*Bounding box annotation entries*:
○ ○ ○ ○ ○ ○ ○

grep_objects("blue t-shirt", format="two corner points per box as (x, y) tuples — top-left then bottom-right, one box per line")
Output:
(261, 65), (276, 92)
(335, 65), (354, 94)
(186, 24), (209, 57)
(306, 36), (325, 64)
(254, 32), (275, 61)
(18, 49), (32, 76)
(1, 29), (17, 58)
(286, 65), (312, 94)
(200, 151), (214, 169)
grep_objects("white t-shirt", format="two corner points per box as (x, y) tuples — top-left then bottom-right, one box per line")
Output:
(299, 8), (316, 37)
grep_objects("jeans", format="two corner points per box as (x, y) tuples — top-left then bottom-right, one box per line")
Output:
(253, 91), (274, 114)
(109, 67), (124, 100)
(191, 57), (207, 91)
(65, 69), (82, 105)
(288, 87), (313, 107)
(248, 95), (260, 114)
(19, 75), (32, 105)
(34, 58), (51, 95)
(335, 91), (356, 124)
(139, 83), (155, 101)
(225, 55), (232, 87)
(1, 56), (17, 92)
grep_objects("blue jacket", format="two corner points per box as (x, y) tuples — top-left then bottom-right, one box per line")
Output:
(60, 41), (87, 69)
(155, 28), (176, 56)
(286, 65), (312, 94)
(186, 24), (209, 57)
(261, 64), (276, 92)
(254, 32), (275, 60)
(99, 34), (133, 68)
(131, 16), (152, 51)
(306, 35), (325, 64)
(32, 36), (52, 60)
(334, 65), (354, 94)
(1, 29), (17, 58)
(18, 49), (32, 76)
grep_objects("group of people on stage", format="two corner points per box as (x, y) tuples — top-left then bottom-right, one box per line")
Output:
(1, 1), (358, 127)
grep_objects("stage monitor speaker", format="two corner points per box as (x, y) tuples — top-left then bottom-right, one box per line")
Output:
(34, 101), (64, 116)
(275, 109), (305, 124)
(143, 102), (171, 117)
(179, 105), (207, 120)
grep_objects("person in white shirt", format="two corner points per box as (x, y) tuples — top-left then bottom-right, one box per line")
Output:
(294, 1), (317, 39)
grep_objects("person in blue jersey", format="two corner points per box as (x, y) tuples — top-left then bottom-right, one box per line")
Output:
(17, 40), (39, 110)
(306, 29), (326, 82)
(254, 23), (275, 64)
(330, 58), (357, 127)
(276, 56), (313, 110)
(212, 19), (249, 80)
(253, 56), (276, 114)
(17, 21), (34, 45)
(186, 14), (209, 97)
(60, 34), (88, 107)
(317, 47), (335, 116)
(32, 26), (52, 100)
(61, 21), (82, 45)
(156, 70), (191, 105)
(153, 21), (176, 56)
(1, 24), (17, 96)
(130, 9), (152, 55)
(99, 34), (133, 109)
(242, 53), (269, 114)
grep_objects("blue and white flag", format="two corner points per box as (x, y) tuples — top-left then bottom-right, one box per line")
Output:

○ ○ ○ ○ ○ ○ ○

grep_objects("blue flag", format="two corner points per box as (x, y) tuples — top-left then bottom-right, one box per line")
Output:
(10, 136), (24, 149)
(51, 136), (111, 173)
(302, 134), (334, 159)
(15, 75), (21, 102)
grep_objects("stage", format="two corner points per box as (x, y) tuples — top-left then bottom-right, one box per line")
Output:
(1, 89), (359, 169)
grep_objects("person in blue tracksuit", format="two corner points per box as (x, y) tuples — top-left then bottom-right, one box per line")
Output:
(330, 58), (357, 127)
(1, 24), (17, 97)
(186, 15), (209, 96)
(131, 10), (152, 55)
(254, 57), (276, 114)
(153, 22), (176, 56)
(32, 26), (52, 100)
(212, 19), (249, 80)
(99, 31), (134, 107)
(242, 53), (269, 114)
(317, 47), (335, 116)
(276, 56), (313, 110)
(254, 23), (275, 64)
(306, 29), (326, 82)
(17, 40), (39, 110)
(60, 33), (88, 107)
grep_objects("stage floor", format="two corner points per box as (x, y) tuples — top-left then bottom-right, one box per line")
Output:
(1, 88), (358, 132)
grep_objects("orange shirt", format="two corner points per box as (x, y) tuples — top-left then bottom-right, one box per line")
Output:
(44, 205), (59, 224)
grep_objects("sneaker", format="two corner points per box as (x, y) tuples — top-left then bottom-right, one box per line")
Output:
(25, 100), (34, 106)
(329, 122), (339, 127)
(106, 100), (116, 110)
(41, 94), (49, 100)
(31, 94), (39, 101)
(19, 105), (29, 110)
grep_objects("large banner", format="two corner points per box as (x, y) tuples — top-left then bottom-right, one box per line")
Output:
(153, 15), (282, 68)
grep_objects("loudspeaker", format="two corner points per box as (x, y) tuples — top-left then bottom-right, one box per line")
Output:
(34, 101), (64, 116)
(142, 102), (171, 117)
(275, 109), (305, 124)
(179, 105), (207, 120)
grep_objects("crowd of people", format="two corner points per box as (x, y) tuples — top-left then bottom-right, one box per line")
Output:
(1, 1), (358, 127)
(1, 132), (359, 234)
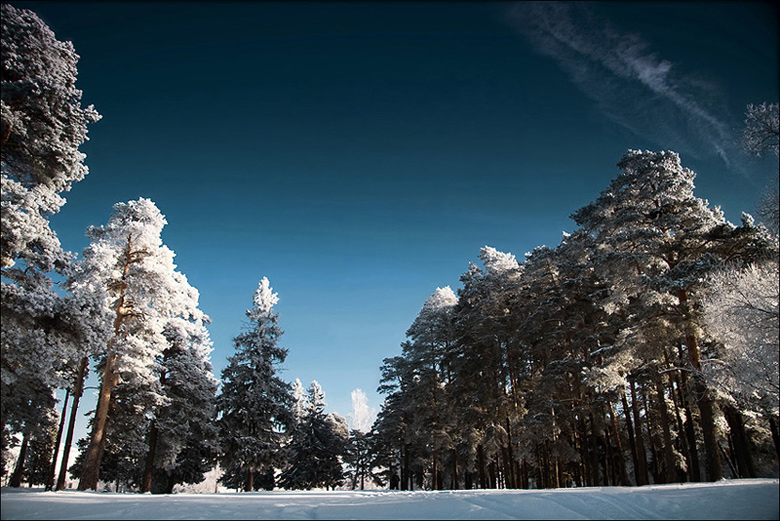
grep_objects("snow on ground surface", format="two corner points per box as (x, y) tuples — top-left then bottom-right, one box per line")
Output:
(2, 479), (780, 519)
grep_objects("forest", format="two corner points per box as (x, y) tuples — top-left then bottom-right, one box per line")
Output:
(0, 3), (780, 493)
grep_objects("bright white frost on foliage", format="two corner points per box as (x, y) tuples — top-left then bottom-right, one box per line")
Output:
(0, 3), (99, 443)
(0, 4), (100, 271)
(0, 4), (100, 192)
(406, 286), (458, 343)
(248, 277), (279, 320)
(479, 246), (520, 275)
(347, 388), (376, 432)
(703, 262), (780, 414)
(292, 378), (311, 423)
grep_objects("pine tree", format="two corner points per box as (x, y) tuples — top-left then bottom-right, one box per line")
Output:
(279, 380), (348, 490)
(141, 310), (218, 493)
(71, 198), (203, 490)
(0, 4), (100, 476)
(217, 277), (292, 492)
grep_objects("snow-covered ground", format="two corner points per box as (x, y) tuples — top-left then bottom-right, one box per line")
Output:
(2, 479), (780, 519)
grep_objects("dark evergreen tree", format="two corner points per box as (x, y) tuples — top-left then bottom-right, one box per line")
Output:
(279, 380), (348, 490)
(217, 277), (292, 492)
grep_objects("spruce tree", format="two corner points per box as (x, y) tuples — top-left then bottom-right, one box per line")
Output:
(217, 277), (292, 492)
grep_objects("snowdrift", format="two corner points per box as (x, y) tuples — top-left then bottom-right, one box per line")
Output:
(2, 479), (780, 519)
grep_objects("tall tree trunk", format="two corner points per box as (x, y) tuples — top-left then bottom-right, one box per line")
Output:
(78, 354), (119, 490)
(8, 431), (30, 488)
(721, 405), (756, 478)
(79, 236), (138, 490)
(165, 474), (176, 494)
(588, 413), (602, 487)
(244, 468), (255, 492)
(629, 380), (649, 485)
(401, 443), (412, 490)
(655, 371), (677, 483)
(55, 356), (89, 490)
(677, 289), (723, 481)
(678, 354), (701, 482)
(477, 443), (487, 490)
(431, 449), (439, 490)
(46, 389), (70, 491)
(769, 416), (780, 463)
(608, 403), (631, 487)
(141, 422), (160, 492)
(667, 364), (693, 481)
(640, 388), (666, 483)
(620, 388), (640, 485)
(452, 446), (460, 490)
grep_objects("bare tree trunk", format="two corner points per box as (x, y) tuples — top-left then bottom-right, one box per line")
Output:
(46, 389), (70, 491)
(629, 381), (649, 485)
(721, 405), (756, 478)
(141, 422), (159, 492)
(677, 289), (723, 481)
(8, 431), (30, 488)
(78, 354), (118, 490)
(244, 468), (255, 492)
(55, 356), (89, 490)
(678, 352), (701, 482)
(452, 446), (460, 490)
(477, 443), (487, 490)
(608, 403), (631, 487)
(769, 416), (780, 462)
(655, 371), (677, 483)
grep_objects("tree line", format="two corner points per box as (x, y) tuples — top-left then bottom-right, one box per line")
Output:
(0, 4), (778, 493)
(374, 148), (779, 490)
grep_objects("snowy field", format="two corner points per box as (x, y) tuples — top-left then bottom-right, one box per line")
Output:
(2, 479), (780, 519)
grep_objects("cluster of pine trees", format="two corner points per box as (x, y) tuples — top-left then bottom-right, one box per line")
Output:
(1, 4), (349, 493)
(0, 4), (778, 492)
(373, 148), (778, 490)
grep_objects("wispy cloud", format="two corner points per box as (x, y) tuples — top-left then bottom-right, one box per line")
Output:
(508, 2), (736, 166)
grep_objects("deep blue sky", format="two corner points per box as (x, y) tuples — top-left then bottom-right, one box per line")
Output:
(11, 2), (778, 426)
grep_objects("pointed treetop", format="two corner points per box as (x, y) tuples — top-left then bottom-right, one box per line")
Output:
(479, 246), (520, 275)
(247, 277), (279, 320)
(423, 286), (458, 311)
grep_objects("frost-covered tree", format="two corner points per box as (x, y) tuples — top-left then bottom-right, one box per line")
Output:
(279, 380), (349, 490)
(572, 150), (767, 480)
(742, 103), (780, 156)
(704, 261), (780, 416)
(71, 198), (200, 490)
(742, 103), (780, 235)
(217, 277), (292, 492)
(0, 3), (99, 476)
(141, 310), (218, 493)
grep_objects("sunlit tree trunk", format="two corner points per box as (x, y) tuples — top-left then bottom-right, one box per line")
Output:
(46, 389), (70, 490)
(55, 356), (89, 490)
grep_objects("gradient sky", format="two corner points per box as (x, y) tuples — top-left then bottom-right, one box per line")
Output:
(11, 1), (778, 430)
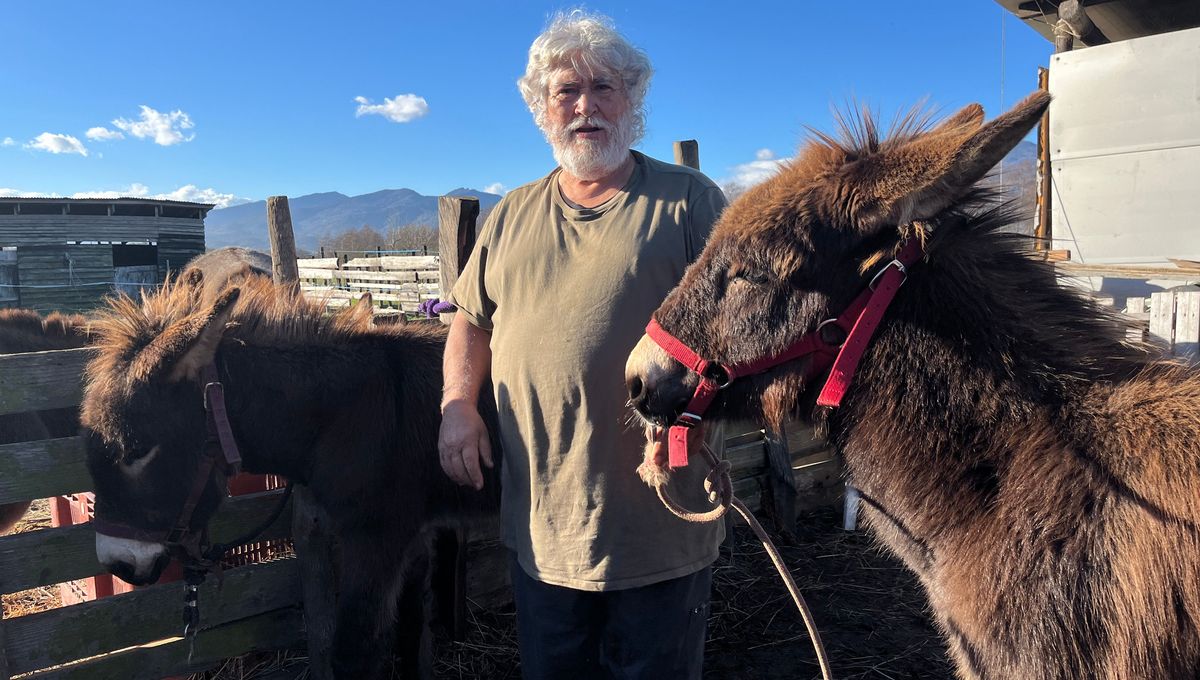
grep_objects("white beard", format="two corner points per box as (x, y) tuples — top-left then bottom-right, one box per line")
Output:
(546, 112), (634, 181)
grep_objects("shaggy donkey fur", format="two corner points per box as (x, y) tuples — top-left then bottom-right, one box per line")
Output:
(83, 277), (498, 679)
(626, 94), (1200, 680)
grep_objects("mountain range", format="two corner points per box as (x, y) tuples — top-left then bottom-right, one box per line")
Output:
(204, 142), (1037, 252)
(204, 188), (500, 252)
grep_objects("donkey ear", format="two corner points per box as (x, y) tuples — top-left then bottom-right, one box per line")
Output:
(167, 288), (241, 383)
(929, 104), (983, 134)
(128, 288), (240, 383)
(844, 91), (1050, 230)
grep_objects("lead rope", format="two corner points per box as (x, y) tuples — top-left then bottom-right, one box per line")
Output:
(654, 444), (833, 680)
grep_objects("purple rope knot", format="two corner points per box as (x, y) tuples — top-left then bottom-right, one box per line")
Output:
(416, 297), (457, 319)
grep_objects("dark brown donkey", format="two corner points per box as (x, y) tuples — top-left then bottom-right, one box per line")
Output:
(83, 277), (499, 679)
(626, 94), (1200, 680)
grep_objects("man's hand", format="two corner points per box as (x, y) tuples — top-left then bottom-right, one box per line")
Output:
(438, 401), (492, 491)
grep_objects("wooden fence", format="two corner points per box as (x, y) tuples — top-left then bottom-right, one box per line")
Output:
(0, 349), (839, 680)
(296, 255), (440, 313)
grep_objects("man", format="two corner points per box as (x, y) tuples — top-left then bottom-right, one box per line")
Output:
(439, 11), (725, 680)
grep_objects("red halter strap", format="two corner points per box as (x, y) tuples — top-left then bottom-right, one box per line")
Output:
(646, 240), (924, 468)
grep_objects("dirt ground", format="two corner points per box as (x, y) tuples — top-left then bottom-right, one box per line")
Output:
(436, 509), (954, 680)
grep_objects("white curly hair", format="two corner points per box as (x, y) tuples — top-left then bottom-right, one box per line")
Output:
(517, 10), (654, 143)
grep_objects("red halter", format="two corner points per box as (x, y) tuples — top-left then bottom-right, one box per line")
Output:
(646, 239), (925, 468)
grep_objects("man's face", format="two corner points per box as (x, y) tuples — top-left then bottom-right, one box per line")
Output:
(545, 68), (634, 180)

○ ○ ○ ○ ○ ○ ○

*Directions for this task*: How many lines above contain the word "flag"? Reply with the number alone.

*Reply to the task*: 2